● TRECHO DA PÁGINA:
Um homem nos EUA se internou em clínica de reabilitação para alcoólatras e aceitou
que seu nome e foto aparecessem em reportagem sobre recuperação de viciados em drogas. Três anos depois, recuperado, teve grande dificuldade
para conseguir emprego porque empresas faziam busca de
seu nome na internet e desconfiavam dele.
Estes são dois exemplos recentes de um dilema com que
jornalistas e empresas de comunicação têm se defrontado
devido à nova realidade criada
pelo enorme acesso a informações que os recursos tecnológicos da internet proporcionam a milhões de pessoas.
Pelo que se observou da intensa discussão gerada pelo
tema no recente encontro
mundial de ombudsmans de
comunicação, ainda não se estabeleceu consenso sobre como agir nesses casos.
A maioria dos veículos de
países desenvolvidos adotou a
prática de, quando há erros em
matéria arquivada, indexar a
ela uma correção. Alguns, como o jornal inglês "The Guardian", esperam 24 horas antes
de arquivar eletronicamente o
texto, de modo que, se alguma
correção tiver de ser feita, ela
possa ser incorporada ao original antes de ser arquivada.

● PERGUNTAS:
1. Segundo o trecho sobre notícias arquivadas, quantas horas o jornal "The Guardian" espera antes de arquivar um texto na internet?
2. Liste, uma por linha, as ações que o trecho sobre notícias arquivadas atribui ao homem dos EUA.
3. Continue o trecho sobre notícias arquivadas a partir do ponto em que ele termina.
Não é preciso usar os itens.

● MATERIAL FORNECIDO:
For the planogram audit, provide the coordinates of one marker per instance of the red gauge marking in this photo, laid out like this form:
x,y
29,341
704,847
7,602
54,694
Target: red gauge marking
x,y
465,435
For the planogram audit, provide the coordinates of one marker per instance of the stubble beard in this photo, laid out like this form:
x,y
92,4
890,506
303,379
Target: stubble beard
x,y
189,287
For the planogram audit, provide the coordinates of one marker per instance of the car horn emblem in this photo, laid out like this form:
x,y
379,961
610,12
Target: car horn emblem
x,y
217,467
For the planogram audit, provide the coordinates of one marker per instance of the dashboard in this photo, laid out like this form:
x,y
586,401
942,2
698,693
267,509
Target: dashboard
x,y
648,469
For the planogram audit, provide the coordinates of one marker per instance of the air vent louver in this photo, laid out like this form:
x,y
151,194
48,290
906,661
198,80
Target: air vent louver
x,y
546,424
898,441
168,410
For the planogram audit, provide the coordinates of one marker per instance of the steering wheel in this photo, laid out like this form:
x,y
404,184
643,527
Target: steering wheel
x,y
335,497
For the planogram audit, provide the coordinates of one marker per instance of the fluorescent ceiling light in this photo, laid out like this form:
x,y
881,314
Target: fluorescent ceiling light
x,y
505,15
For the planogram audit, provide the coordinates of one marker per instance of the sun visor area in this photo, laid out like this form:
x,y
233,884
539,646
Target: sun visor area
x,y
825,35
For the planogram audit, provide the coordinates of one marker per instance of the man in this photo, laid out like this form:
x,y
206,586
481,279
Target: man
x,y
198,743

● RESPOSTAS:
1. 24 horas.

2.
Ele se internou em clínica de reabilitação para alcoólatras.
Ele aceitou que seu nome e foto aparecessem em reportagem sobre recuperação de viciados em drogas.
Ele teve grande dificuldade para conseguir emprego.

3.
Todos se preocupam, obviamente, com a integridade do
arquivo. A qualquer jornalista
com preocupações éticas repugna a idéia de permitir que
se altere o que foi publicado
porque é evidente o perigo de
distorções históricas graves
que precedentes desse tipo
podem provocar.
Mas também é indiscutível
que a facilidade atual de achar
em segundos documentos não
necessariamente corretos ou
cujos fatos tenham sido desmentidos pelo tempo sobre a
vida de qualquer pessoa pode
criar constrangimentos, prejuízos ou até tragédias pessoais irreparáveis.
Mesmo quando não há erro
ou deslize ético por parte do
veículo, como nos dois casos
citados acima, a situação do
meio de comunicação se torna
delicada.
Será que, de agora em diante, ele deve passar a alertar o
entrevistado de que sua história e sua imagem poderão ser
acessadas pelo público para o
resto da vida antes de obter a
autorização para contá-la e expô-la? Será que, depois de refletirem sobre isso, tantos entrevistados se recusem a ponto de inviabilizar a operação
jornalística?
Atendi recentemente a um
leitor que me pediu que a Folha apagasse de seus arquivos
duas matérias em que ele foi
entrevistado quando jovem.
Ele afirma que contêm informações falsas. Mesmo que não
houvesse inverdades, ele como qualquer outra pessoa poderia ter se arrependido de algumas afirmações, talvez produtos de arroubo juvenil, a que
todos estão sujeitos.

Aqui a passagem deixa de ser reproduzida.